**Tarefa a realizar**
Transcreva sem alterações a parte do trecho sobre o Poder Judiciário na nova constituição que começa nas palavras "Seria correto afirmar" e termina em "presidia o Inquérito.".

**Trecho**

************

Percebe-se, portanto, a concentração do poder estatal, mesmo que disfarçadamente pela manutenção e aparente obediência ao princípio federativo, nas mãos do Poder Executivo.

Neste dado momento houve a dissolução do Congresso Nacional, sendo assim a supressão do Poder Legislativo, passando a função legislativa, enquanto não se reunisse o Parlamento Nacional, à edição de Decretos-leis por parte do Presidente, e a subordinação do Poder Judiciário diante do Poder Executivo. As causas de índole política ficam afastadas do judiciário, portanto a própria justiça eleitoral fica impossibilitada de funcionar.

Observa-se nesta nova constituição um poder judiciário menos bem estruturado do que o atual, com competências diminuídas e forjando uma suposta legalidade diante do executivo.

Seria correto afirmar que houveram influências além do poder jurisdicional do estado-juiz para a condenação dos acusados, isto pelo fato de ser designado um Delegado de Polícia especialmente para a investigação do desaparecimento de Benedito Pereira Caetano, tendo em vista a ausência de resolução do fato (fato este que não teria realmente resolução que não fosse a fuga da suposta vítima) por parte da Autoriade Policial que inicialmente presidia o Inquérito.

Nesta época, em um estado instável, diante da possibilidade de um conflito mundial (que realmente veio a ocorrer em 1945) as questões políticas, tais como possíveis golpes militares ou permanência de governantes no poder, estavam em primeiro plano, e secundariamente estavam os direitos e garantias fundamentais, vítimas da imensa inobservância na fase de Inquérito e do "fechar de olhos", posterior, por parte do Judiciário, não percebendo a coação incrustada nos elementos probatórios apresentados pelo MP, no caso em estudo.

************

**Material**
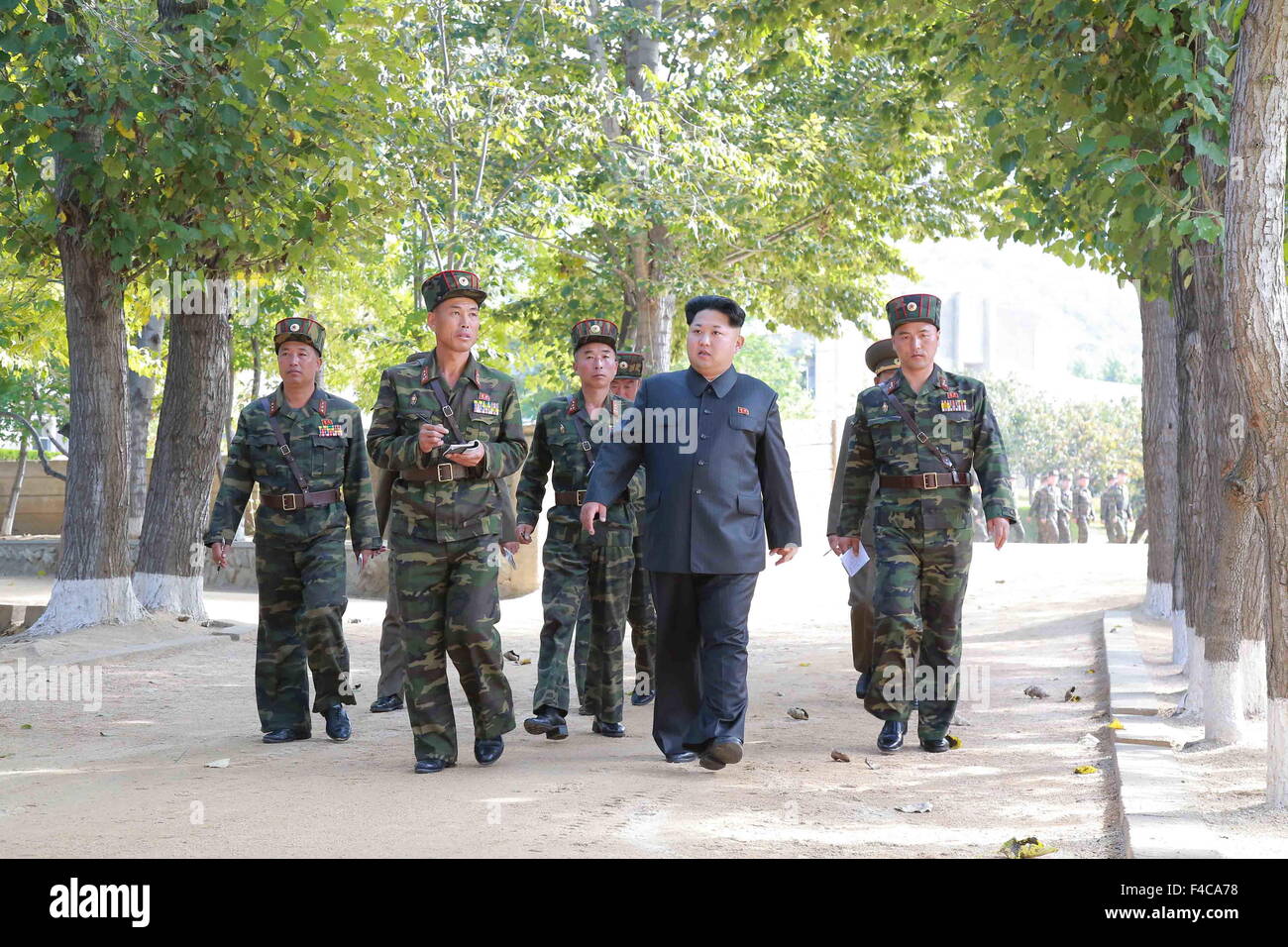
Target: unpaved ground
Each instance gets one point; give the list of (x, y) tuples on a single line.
[(132, 779), (1228, 783)]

************

**Resultado da tarefa**
Seria correto afirmar que houveram influências além do poder jurisdicional do estado-juiz para a condenação dos acusados, isto pelo fato de ser designado um Delegado de Polícia especialmente para a investigação do desaparecimento de Benedito Pereira Caetano, tendo em vista a ausência de resolução do fato (fato este que não teria realmente resolução que não fosse a fuga da suposta vítima) por parte da Autoriade Policial que inicialmente presidia o Inquérito.